**Image region labeling data:**
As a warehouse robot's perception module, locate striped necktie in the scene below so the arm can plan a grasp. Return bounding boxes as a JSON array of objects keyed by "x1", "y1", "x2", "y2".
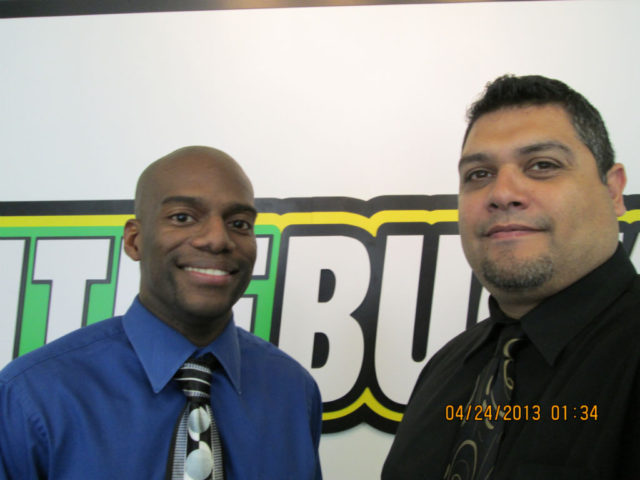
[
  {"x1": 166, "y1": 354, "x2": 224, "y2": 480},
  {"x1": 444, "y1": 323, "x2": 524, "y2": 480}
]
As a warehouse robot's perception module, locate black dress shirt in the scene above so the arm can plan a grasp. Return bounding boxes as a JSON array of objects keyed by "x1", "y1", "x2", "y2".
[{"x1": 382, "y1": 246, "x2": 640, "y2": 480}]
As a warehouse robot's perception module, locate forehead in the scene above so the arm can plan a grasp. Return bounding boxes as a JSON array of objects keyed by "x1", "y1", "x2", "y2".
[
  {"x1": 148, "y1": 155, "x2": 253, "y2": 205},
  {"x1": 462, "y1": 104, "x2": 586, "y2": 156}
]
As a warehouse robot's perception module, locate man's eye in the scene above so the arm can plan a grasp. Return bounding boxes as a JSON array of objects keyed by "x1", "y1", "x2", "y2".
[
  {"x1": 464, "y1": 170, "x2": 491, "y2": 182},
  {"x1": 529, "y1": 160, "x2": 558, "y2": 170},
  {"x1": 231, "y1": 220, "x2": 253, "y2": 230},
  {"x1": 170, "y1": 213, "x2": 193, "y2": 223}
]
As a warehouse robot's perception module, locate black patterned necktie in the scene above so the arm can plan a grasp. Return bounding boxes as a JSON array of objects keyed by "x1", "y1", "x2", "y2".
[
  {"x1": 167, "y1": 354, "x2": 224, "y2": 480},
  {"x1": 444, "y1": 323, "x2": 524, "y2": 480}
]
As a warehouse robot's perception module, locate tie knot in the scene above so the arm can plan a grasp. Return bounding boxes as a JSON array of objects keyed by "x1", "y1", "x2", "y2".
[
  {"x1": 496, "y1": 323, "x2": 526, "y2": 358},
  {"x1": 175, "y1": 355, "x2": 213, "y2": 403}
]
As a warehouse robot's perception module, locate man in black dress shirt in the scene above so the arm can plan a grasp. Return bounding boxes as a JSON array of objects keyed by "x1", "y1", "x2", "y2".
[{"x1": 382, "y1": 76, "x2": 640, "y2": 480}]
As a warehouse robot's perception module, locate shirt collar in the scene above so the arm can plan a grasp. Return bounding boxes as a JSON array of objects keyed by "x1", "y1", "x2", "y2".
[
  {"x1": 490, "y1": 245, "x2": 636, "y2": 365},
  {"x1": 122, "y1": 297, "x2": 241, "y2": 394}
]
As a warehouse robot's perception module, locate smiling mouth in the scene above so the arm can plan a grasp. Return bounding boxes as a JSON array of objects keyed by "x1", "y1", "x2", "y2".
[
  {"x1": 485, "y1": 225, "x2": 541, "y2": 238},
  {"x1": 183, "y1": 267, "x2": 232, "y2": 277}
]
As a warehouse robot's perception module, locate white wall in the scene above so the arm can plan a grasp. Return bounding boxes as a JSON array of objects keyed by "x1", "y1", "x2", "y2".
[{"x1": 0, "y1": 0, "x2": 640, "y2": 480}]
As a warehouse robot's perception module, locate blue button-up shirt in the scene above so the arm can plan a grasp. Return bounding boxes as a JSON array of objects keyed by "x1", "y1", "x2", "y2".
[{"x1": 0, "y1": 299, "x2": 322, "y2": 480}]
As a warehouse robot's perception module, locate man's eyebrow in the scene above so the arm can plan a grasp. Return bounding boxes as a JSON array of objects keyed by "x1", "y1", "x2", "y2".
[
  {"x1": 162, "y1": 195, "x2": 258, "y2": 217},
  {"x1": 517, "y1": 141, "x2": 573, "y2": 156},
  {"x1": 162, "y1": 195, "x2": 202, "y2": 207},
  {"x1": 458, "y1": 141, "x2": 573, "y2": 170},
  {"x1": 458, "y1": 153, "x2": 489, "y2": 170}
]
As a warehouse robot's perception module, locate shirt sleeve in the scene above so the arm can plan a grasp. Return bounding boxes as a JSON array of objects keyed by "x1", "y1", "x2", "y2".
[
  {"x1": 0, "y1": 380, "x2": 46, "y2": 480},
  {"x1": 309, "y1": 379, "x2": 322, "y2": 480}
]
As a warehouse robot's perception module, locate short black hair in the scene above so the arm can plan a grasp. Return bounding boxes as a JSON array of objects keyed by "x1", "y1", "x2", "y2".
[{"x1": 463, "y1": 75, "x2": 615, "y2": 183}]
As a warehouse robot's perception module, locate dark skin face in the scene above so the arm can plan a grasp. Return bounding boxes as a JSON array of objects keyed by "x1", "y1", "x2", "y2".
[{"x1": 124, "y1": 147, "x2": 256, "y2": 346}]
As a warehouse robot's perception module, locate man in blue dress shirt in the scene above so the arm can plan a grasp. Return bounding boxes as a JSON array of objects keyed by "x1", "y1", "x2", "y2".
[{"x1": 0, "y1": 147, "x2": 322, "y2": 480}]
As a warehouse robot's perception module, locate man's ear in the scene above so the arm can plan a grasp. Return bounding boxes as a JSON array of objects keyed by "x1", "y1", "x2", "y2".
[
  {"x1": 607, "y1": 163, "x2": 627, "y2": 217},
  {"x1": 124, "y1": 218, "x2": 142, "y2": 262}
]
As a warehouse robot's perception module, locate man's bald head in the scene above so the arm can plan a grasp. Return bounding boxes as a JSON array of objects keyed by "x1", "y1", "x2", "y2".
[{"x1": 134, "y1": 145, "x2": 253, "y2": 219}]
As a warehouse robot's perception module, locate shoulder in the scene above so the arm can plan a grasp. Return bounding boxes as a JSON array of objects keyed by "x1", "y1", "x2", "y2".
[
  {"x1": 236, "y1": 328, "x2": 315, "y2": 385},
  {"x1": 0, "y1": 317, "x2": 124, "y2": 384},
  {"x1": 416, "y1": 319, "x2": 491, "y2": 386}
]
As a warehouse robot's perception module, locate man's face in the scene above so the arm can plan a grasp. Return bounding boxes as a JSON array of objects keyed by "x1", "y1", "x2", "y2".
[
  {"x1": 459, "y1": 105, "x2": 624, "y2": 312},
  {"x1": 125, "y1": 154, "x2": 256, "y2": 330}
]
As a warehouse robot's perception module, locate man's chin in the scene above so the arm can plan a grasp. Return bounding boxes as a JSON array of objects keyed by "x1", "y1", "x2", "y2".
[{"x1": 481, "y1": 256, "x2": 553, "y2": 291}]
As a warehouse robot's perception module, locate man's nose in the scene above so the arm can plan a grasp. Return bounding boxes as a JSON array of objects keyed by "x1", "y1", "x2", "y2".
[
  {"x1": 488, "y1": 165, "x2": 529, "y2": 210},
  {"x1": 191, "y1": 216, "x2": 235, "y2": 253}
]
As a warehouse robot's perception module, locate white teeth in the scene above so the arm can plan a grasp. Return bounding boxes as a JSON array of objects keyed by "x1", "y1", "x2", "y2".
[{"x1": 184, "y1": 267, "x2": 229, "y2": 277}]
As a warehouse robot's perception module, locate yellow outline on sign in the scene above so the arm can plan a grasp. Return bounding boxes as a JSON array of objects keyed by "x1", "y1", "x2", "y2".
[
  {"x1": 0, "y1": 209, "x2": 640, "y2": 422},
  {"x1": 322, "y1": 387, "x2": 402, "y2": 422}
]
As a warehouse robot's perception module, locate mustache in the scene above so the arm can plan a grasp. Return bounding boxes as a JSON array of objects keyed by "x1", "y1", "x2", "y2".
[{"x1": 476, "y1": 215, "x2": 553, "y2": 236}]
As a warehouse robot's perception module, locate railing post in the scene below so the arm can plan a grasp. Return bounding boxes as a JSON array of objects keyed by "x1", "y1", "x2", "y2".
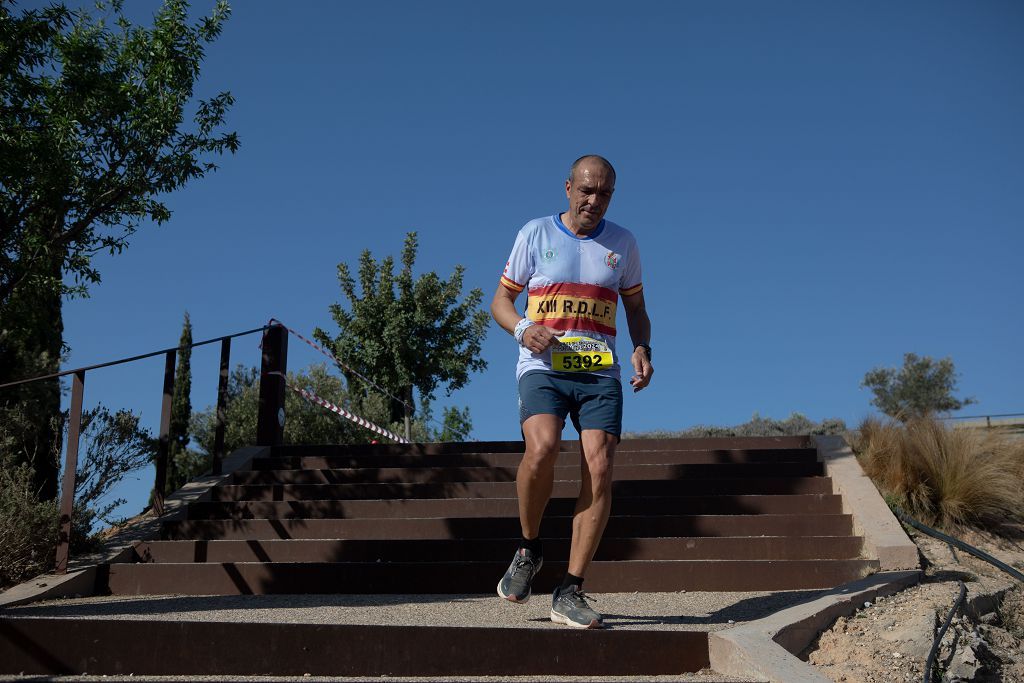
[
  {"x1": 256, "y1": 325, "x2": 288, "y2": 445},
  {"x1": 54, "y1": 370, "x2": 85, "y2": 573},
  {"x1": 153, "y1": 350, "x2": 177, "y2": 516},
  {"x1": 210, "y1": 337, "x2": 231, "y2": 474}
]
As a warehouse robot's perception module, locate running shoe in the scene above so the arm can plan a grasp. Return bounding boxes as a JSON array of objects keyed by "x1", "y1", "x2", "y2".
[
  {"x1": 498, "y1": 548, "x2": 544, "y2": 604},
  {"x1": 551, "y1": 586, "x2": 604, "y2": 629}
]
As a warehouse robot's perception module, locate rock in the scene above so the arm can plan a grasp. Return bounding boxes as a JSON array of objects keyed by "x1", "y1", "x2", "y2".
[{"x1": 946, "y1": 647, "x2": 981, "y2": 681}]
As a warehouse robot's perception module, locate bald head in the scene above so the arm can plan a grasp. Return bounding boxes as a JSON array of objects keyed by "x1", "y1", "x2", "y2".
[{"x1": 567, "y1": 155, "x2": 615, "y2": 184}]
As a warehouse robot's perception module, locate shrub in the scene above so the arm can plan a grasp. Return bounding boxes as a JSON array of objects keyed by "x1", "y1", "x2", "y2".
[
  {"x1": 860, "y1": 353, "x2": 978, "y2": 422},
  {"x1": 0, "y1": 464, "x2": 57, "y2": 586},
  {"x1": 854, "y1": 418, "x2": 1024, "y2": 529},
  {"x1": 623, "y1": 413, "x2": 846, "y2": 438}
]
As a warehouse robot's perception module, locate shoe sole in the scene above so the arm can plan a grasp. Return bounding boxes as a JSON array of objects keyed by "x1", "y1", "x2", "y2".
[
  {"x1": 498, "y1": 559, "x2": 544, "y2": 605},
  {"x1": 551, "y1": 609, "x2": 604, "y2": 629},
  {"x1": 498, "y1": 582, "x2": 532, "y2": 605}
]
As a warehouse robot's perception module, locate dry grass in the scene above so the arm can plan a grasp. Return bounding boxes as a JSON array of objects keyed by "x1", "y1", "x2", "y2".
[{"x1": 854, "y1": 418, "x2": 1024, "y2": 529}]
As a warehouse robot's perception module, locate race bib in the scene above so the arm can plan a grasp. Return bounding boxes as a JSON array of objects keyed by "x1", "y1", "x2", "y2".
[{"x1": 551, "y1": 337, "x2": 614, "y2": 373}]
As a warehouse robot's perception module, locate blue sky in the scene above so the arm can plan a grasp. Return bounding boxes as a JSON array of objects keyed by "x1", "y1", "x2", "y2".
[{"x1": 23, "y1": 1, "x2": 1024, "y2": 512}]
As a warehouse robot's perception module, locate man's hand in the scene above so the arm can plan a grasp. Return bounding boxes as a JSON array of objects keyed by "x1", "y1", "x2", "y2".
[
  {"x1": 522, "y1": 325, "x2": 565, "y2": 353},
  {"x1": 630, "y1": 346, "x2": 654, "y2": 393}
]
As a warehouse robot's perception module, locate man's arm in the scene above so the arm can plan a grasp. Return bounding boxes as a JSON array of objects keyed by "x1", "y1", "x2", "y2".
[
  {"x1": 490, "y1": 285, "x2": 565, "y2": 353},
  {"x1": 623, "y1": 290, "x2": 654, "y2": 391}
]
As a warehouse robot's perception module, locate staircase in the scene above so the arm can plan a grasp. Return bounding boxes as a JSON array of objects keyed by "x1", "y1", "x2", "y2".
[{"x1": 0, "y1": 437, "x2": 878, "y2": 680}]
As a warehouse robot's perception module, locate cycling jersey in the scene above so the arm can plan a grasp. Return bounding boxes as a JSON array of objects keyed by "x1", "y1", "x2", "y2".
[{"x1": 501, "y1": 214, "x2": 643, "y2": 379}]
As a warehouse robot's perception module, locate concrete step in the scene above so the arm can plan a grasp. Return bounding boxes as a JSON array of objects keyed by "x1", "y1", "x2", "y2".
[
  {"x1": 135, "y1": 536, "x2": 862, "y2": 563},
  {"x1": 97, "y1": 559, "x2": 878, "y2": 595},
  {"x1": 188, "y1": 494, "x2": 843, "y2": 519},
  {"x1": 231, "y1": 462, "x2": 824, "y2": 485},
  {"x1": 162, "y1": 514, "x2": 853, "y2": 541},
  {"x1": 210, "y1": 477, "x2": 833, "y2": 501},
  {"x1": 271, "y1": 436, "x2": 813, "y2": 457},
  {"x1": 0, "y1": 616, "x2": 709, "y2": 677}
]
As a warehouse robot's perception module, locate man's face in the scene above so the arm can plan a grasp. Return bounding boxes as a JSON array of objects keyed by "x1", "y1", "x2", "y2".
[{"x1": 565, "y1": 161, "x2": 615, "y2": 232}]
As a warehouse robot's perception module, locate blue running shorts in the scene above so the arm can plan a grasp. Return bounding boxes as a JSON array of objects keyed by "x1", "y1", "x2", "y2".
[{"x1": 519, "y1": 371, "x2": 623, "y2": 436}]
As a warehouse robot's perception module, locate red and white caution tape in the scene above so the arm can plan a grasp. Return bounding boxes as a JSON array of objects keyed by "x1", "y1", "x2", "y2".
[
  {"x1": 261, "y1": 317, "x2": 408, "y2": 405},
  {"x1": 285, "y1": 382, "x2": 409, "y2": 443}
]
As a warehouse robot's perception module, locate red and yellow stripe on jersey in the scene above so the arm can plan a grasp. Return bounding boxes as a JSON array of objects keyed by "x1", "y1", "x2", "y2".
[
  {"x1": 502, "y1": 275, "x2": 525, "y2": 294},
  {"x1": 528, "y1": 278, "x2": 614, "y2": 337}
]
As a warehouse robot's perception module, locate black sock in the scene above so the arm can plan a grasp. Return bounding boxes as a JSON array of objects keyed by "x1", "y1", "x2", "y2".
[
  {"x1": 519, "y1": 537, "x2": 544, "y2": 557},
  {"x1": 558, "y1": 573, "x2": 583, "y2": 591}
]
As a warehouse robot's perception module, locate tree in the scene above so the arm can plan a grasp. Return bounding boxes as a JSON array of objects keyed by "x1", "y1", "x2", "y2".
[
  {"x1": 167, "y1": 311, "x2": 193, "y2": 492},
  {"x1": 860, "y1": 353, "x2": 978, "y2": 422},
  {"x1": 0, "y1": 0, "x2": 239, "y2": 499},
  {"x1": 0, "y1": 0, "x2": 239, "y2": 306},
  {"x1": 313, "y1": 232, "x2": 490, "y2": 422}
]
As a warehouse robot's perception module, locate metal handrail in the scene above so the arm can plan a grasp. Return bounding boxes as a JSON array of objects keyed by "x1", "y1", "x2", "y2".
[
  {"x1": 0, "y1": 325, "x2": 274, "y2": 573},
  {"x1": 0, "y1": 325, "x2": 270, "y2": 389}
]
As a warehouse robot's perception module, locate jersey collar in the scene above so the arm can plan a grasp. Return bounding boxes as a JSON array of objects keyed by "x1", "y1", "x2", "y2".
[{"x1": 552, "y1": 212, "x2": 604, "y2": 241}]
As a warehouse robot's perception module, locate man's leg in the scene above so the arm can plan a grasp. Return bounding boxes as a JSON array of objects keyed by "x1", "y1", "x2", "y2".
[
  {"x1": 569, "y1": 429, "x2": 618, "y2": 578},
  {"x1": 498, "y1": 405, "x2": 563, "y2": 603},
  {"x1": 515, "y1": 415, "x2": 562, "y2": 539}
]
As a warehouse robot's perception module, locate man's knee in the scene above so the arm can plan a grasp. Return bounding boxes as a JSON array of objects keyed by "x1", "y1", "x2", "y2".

**Task to carry out:** Tally how many lines of the data above contain the string "shirt", matching case exactly. Give only the number.

**Solution to this task:** 6